## [Supplied text]
A bad June jobs report would be front-page news if Kansas had a Republican governor, but mainstream media apparently has no interest in reporting economic shortfalls under Laura Kelly’s reign.
Results released last week by the Kansas Department of Labor and the Bureau of Labor Statistics show there were 65,500 fewer private-sector workers in June compared to a year ago. But Governor Kelly is still protecting state employees; there were only 600 fewer state workers in June.
Every state lost private-sector jobs this year, but some states that weren’t shut down by their governor are faring better than Kansas.
Private employment was down 5.6% in Kansas, but four states that weren’t closed by their governors had less job loss. Utah was down just 2.7%, Nebraska and South Dakota dropped 4.6%, and Arkansas was down 5.4%.
The governors of those states pared-back state employment much more, however, and they’ll be better able to deal with budget shortfalls as a result. Utah Governor Gary Herbert sliced the state workforce by 7.3%. Kristi Noam, South Dakota’s governor, cut state jobs by 6%, Asa Hutchinson reduced state jobs by 4.6% in Arkansas, and Nebraska Governor Pete Ricketts lopped 4.1% off the state workforce. In Kansas, state jobs were only down 1.2%.
Kansas was behind pre-COVID
The private-sector job loss is especially worrisome for Kansas because the state wasn’t in good shape before COVID hit.

## [Parts of the exercise]
1 - Name every governor mentioned in the article on Kansas jobs.
2 - Summarize the article on Kansas jobs in two sentences.
3 - Using the article on Kansas jobs, answer each question briefly.
(a) How many fewer private-sector workers did Kansas have in June than a year earlier?
(b) By what percentage did Utah Governor Gary Herbert cut the state workforce?
(c) How much was Arkansas's private employment down?

## [Material shown]
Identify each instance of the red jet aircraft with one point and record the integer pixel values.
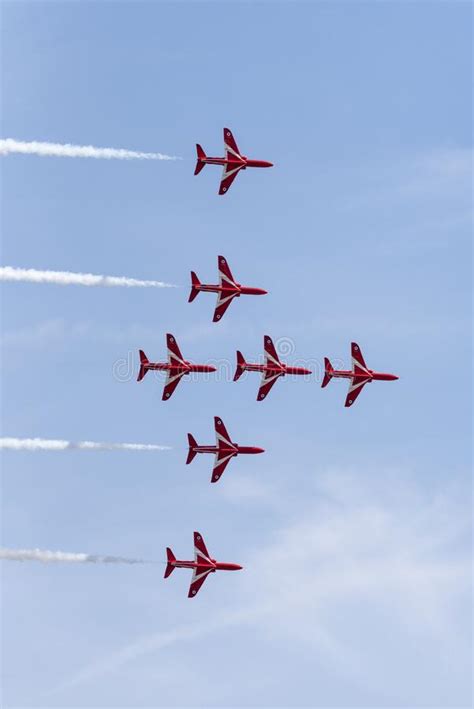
(176, 367)
(271, 370)
(233, 161)
(224, 449)
(227, 289)
(360, 374)
(202, 565)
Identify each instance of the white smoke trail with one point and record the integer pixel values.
(44, 444)
(65, 278)
(9, 145)
(51, 556)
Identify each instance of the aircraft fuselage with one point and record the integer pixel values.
(214, 566)
(243, 163)
(235, 450)
(237, 291)
(187, 367)
(282, 370)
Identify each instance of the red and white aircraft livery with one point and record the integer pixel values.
(202, 565)
(176, 367)
(224, 450)
(360, 374)
(233, 161)
(271, 370)
(227, 289)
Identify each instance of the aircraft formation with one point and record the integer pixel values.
(227, 289)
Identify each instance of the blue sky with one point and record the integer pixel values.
(354, 526)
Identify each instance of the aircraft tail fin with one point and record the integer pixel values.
(144, 362)
(240, 366)
(192, 446)
(195, 283)
(201, 156)
(328, 372)
(169, 566)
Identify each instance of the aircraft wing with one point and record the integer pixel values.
(355, 387)
(268, 380)
(229, 174)
(171, 383)
(200, 574)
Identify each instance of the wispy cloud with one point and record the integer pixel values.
(68, 278)
(48, 444)
(45, 556)
(355, 545)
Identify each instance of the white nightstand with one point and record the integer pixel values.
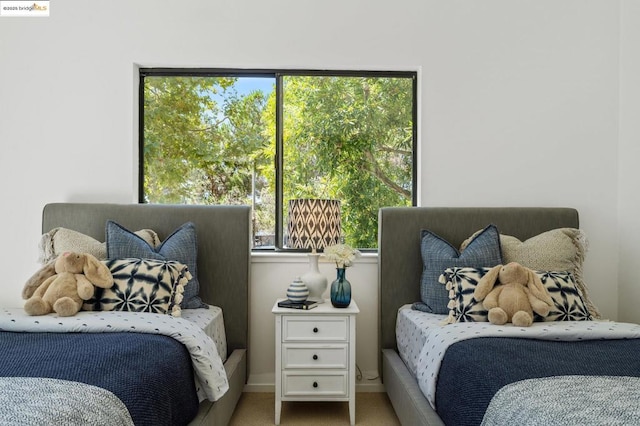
(316, 355)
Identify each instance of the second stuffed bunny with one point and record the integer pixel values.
(512, 293)
(63, 288)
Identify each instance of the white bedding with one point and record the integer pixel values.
(210, 376)
(423, 341)
(212, 322)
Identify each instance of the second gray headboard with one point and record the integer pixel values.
(400, 262)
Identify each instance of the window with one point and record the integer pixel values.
(266, 137)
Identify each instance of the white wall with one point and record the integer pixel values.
(629, 154)
(521, 103)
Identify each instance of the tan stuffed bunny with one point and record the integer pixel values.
(512, 293)
(61, 286)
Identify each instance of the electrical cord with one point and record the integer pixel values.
(360, 376)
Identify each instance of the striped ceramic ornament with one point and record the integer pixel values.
(297, 291)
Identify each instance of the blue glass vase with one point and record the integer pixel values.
(341, 290)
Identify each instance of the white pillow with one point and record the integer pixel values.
(59, 240)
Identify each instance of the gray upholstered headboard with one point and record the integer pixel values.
(400, 263)
(223, 234)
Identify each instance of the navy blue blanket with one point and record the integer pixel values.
(473, 370)
(151, 374)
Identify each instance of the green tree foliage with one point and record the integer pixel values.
(354, 137)
(346, 138)
(202, 141)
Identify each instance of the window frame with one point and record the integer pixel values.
(277, 75)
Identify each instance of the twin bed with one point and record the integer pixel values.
(192, 369)
(131, 367)
(575, 369)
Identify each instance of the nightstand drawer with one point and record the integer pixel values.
(314, 356)
(315, 328)
(333, 384)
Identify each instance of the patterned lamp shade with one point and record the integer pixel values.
(313, 224)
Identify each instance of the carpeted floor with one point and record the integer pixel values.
(257, 409)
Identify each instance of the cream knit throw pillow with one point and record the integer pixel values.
(561, 249)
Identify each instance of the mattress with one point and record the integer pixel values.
(412, 329)
(212, 322)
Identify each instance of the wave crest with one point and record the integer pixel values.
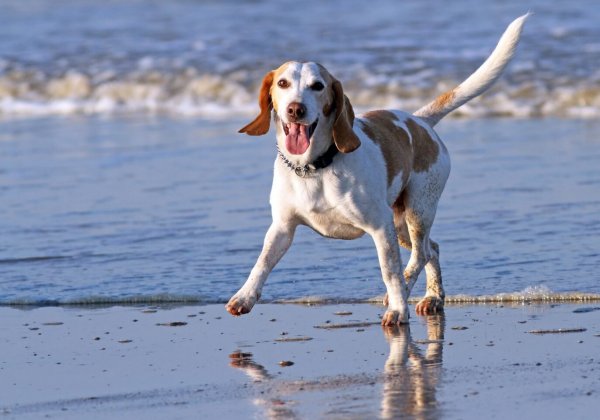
(189, 93)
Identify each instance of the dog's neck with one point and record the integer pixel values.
(321, 162)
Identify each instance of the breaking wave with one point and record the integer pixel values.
(531, 294)
(191, 93)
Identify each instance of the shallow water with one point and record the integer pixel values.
(207, 58)
(157, 209)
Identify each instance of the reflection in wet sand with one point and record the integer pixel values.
(409, 383)
(411, 377)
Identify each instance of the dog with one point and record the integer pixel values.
(381, 173)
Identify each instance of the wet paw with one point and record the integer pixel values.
(391, 318)
(240, 304)
(430, 305)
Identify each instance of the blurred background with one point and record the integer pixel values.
(122, 178)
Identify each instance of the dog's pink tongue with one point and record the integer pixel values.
(297, 139)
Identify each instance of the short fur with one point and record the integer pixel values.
(386, 181)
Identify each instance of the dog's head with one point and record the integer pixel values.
(310, 108)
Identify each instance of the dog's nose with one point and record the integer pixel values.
(296, 110)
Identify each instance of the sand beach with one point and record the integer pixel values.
(304, 361)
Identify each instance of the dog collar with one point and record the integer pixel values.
(321, 162)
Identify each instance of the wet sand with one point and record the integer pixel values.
(285, 360)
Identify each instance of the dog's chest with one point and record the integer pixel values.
(326, 210)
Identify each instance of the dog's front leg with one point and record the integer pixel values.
(390, 261)
(277, 241)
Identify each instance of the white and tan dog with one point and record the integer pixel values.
(381, 173)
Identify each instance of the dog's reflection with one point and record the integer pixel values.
(411, 376)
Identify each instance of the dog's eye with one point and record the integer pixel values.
(317, 86)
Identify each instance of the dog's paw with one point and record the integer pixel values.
(240, 304)
(391, 318)
(430, 305)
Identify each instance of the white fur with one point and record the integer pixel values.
(351, 196)
(484, 77)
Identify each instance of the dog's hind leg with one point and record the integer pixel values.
(433, 301)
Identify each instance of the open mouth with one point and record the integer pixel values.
(297, 136)
(311, 128)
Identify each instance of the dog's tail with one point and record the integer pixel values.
(478, 82)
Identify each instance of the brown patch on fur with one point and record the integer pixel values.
(344, 137)
(394, 142)
(426, 150)
(262, 122)
(443, 100)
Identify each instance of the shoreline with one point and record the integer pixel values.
(299, 360)
(530, 295)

## [Answers by item number]
1 -
Laura Kelly
Gary Herbert
Kristi Noam
Asa Hutchinson
Pete Ricketts

2 - Kansas had 65,500 fewer private-sector workers in June than a year earlier, a 5.6% drop, while state jobs fell by only 600, or 1.2%. Utah, Nebraska, South Dakota, and Arkansas, whose governors did not close those states, lost fewer private jobs and cut state employment much more.

3 -
(a) 65,500
(b) 7.3%
(c) 5.4%